Reform, however well-intentioned, which affects part only of a problem may not be enough to alleviate the whole problem, though the reformer may feel that they have achieved something of value. So it is with the Department for Levelling Up, Housing and Communities (DLUHC); its Building Safety Bill (BSB) primarily aims better to prevent building defects. But recently added changes to the Bill – the focus of this pair of posts – concern cure: the law’s response to work which is not compliant with the mandatory external standards of ‘the building code’.

Those changes which extend ‘rights of action’ – the power to sue in a civil court – are in my view worth having. However, they fail to meet the most urgent need – for reliable and fair ways to fund and organise the rectification of non-compliant features (primarily, but not uniquely, cladding and insulation) in private sector residential tower blocks. More fundamentally, merely to arm a homeowner or others with additional rights is to ignore the real obstacles and disincentives which lie in wait procedurally for such a claimant. Part 2 of this post considers the difficulties of enforcing such rights – and a further relevant BSB change on the limitation period.

Dataset excerpt |
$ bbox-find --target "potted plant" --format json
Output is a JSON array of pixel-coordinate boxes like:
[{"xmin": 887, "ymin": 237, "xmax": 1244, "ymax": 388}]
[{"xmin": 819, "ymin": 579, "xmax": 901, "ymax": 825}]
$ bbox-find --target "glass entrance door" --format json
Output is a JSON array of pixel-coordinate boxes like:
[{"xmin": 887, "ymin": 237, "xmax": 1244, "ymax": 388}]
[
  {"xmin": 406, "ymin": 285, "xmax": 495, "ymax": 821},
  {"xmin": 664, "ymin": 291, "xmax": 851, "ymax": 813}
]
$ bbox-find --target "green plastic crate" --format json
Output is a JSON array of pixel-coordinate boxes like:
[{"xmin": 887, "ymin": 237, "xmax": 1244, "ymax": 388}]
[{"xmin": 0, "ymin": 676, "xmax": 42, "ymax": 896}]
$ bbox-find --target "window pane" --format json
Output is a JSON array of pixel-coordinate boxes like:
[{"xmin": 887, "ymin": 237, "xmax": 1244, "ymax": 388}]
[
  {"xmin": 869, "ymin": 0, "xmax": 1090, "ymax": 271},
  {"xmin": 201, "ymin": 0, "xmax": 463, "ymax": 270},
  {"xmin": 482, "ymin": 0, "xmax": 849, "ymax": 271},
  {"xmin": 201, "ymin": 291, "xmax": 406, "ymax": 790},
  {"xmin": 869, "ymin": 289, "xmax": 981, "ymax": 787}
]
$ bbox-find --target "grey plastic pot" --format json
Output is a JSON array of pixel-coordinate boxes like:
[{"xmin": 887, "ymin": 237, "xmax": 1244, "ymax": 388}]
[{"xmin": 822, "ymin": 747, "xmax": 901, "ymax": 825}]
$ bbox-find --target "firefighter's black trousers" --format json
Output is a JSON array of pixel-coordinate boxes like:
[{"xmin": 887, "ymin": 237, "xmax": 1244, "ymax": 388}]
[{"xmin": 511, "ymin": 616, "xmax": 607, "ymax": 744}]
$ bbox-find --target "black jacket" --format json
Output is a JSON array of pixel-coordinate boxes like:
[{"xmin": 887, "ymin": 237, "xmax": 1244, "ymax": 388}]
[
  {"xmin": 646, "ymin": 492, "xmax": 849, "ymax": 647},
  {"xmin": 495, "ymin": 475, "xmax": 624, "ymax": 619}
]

To do |
1. According to the passage on the Building Safety Bill, what is the Bill's primary aim?
2. Copy the passage on the Building Safety Bill, beginning at "Reform, however well-intentioned, which" and stopping after "of ‘the building code’.", and rename "building defects" as "construction defects" wherever it occurs.
The rows come from a separate source.

Final answers |
1. It primarily aims better to prevent building defects.

2.
Reform, however well-intentioned, which affects part only of a problem may not be enough to alleviate the whole problem, though the reformer may feel that they have achieved something of value. So it is with the Department for Levelling Up, Housing and Communities (DLUHC); its Building Safety Bill (BSB) primarily aims better to prevent construction defects. But recently added changes to the Bill – the focus of this pair of posts – concern cure: the law’s response to work which is not compliant with the mandatory external standards of ‘the building code’.